§ **Data**

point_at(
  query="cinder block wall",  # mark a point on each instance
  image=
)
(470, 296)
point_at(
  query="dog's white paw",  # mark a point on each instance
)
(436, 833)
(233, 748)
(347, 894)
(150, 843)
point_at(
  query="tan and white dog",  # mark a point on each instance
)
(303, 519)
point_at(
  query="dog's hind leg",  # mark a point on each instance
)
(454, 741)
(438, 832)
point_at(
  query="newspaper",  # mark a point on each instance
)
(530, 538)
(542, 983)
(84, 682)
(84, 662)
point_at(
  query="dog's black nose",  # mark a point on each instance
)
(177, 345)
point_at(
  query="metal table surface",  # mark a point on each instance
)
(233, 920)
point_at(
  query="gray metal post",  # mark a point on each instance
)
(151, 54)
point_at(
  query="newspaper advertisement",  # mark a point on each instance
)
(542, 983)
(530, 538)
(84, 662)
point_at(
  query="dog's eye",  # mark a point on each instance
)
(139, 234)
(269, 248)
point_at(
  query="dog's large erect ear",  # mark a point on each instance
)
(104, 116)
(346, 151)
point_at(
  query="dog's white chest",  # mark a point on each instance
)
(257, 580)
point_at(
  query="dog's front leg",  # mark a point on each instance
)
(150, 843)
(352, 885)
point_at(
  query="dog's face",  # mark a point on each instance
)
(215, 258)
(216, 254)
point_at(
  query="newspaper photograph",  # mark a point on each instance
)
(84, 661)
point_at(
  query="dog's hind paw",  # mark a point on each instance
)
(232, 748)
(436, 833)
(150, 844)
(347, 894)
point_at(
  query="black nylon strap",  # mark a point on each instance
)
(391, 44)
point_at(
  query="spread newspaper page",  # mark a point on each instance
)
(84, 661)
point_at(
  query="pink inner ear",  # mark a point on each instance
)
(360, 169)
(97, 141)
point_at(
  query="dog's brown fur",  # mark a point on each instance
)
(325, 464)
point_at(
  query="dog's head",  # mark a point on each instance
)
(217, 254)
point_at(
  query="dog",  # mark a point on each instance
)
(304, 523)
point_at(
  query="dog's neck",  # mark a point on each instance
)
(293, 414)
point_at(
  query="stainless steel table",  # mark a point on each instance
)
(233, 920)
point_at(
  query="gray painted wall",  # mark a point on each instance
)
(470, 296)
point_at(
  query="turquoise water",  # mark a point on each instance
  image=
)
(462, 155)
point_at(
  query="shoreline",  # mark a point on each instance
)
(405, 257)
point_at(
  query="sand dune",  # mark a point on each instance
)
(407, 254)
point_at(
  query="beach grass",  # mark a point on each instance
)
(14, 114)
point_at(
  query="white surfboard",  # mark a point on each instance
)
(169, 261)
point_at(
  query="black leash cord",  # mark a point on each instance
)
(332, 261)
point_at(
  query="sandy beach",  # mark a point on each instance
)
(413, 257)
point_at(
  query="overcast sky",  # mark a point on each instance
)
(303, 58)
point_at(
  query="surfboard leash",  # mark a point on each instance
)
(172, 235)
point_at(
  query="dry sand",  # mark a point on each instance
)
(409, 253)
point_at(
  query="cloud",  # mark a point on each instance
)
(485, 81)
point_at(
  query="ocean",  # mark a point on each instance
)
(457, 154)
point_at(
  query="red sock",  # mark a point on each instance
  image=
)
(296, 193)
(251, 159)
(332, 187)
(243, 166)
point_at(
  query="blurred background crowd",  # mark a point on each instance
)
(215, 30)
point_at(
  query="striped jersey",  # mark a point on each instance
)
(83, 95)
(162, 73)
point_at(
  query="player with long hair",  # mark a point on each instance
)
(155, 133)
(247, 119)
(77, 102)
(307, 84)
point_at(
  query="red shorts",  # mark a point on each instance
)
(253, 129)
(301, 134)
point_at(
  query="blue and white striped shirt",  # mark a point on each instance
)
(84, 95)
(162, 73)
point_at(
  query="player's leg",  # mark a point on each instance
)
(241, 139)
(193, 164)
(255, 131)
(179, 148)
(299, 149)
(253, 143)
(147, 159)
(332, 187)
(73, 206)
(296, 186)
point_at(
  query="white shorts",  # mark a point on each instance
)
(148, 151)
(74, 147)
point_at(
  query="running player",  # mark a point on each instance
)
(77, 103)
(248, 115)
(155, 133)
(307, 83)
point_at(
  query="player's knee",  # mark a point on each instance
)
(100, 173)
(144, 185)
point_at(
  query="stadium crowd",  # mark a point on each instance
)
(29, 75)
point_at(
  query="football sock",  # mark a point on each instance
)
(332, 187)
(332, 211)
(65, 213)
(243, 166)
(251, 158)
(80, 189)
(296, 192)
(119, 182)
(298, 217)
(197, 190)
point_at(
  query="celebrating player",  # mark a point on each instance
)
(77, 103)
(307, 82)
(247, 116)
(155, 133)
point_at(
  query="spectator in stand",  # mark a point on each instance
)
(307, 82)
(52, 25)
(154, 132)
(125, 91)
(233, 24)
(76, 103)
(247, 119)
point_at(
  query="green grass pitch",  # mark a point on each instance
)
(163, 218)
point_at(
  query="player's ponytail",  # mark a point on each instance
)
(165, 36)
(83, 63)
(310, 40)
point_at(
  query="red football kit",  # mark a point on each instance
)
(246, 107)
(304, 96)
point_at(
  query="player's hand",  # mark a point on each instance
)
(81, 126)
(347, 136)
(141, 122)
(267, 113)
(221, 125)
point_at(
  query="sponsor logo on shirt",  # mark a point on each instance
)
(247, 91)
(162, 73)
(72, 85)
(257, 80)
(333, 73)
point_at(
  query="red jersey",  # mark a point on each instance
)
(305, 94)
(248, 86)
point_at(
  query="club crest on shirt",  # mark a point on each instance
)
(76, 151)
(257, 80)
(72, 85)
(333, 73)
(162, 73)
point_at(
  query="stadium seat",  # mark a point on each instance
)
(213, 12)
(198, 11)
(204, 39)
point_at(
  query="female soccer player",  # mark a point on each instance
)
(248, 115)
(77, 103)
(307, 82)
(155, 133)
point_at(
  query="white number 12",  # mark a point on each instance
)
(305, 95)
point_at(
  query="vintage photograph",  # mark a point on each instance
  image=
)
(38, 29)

§ **What is asked**
Write the material out again word for word.

§ **Final answer**
point_at(
  query="cinder block wall",  # mark a point on each instance
  image=
)
(470, 296)
point_at(
  query="dog's white paw",  # mark a point on each instance
)
(436, 833)
(233, 748)
(347, 894)
(150, 843)
point_at(
  query="tan and white dog",  # mark a point on each instance
)
(303, 519)
point_at(
  query="dog's hind leg",  # mark a point on each instance
)
(454, 741)
(438, 832)
point_at(
  query="newspaper",  # mark a point on each instance
)
(530, 538)
(542, 983)
(84, 682)
(84, 662)
point_at(
  query="dog's black nose",  # mark a point on each instance
)
(177, 345)
point_at(
  query="metal table surface",  # mark a point on each instance
)
(233, 920)
point_at(
  query="gray metal post",  # mark a point on each instance
)
(151, 54)
point_at(
  query="newspaper advertisement",  # mark a point on each instance
)
(542, 983)
(530, 538)
(84, 662)
point_at(
  query="dog's eye",  # mark a point on each instance
)
(139, 234)
(269, 248)
point_at(
  query="dog's large erect ear",  # mark a point on each instance
)
(104, 116)
(346, 151)
point_at(
  query="dog's white chest",  # mark a point on each instance
)
(257, 580)
point_at(
  query="dog's front leg",  # mark a point on each instance
)
(150, 843)
(352, 885)
point_at(
  query="dog's face",  # mark a point on each instance
)
(215, 258)
(216, 254)
point_at(
  query="newspaper photograph",  # mark a point on each instance
)
(84, 661)
point_at(
  query="dog's hind paw",  # mark a point on each instance
)
(232, 748)
(436, 833)
(150, 844)
(347, 894)
point_at(
  query="black nylon strap",  # mark a point on each instance
)
(391, 44)
point_at(
  query="spread newspaper page",  # mark a point on each instance
)
(84, 661)
point_at(
  query="pink inner ear",  # mark a point on each instance
)
(360, 169)
(97, 141)
point_at(
  query="dog's brown fur",  # mark a point on each instance
)
(325, 464)
point_at(
  query="dog's head",  # mark a point on each instance
)
(217, 254)
point_at(
  query="dog",  # mark a point on each instance
)
(304, 523)
point_at(
  query="dog's neck",  # mark a point on each instance
)
(293, 414)
point_at(
  query="stainless steel table",  # mark a point on each instance
)
(233, 920)
point_at(
  query="gray painted wall",  # mark a point on each instance
)
(470, 296)
point_at(
  query="turquoise water",  # mark a point on each instance
  image=
)
(462, 155)
point_at(
  query="shoreline",  # mark a point on each instance
)
(405, 257)
point_at(
  query="sand dune",  # mark a point on each instance
)
(407, 254)
point_at(
  query="beach grass",  # mark a point on each instance
)
(14, 114)
point_at(
  query="white surfboard",  # mark a point on each instance
)
(169, 261)
point_at(
  query="black leash cord",  # mark a point on each instance
)
(332, 261)
point_at(
  query="sandy beach",  # mark a point on each instance
)
(413, 257)
point_at(
  query="overcast sky",  # mark a point on each instance
)
(303, 58)
point_at(
  query="surfboard leash",  # mark a point on each instance
)
(172, 235)
point_at(
  query="dry sand",  # mark a point on each instance
)
(409, 253)
point_at(
  query="cloud",  # mark a point on each instance
)
(485, 81)
point_at(
  query="ocean",  # mark a point on each instance
)
(457, 154)
point_at(
  query="red sock",  # mark a point on each instance
  image=
)
(296, 193)
(251, 159)
(332, 187)
(243, 166)
point_at(
  query="blurred background crowd",  # mark a point on each instance
)
(215, 30)
point_at(
  query="striped jersey",  # mark a point on each instance
)
(83, 95)
(162, 73)
point_at(
  query="player with long hair",  # mark a point on each instance
)
(155, 133)
(247, 119)
(77, 102)
(307, 84)
point_at(
  query="red shorts",  # mark a point on each instance
)
(253, 129)
(301, 134)
point_at(
  query="blue and white striped shirt",  # mark a point on each instance
)
(84, 95)
(162, 73)
point_at(
  query="player's leg",  # mark a point on each instance
)
(241, 139)
(193, 164)
(255, 131)
(179, 148)
(299, 149)
(253, 143)
(147, 159)
(332, 187)
(73, 206)
(296, 186)
point_at(
  query="white shorts",  # mark a point on each instance
)
(148, 151)
(74, 147)
point_at(
  query="running player",  # mark a point on each instance
)
(77, 103)
(248, 115)
(155, 133)
(307, 83)
point_at(
  query="player's knee",  # mark a point on each instance
)
(100, 173)
(144, 185)
point_at(
  query="stadium crowd",  # mark a point on each instance
)
(29, 75)
point_at(
  query="football sock",  # mark a point on each instance
)
(332, 187)
(332, 211)
(65, 213)
(243, 166)
(251, 158)
(80, 189)
(296, 192)
(119, 182)
(298, 217)
(197, 190)
point_at(
  query="celebrating player",  # mark a point on each instance
)
(77, 103)
(307, 82)
(247, 116)
(155, 133)
point_at(
  query="spectator in stand",  # mark a point on each instance
)
(307, 82)
(52, 25)
(154, 132)
(125, 91)
(233, 24)
(76, 103)
(247, 119)
point_at(
  query="green grass pitch",  # mark a point on each instance
)
(163, 218)
point_at(
  query="player's ponytail",  # mark a point on each instance
)
(165, 36)
(83, 63)
(310, 40)
point_at(
  query="red football kit",  # mark a point on each instance
)
(246, 107)
(304, 96)
point_at(
  query="player's hand",  # mark a point on each instance
)
(81, 126)
(347, 136)
(141, 122)
(267, 113)
(221, 125)
point_at(
  query="sponsor logo on shirt",  # mark a point on each instance
)
(247, 91)
(162, 73)
(72, 85)
(257, 80)
(333, 73)
point_at(
  query="red jersey",  # mark a point on each instance
)
(305, 94)
(248, 86)
point_at(
  query="club crest on shirt",  # mark a point on each instance
)
(76, 151)
(257, 80)
(72, 85)
(333, 73)
(162, 73)
point_at(
  query="stadium seat",  # mark a point on each instance
)
(213, 12)
(198, 11)
(204, 39)
point_at(
  query="female soccer player",  # mark a point on each instance
)
(248, 115)
(77, 103)
(307, 82)
(155, 133)
point_at(
  query="white number 12",  # mark a point on each instance
)
(305, 95)
point_at(
  query="vintage photograph",  # mark a point on each instance
  image=
)
(38, 29)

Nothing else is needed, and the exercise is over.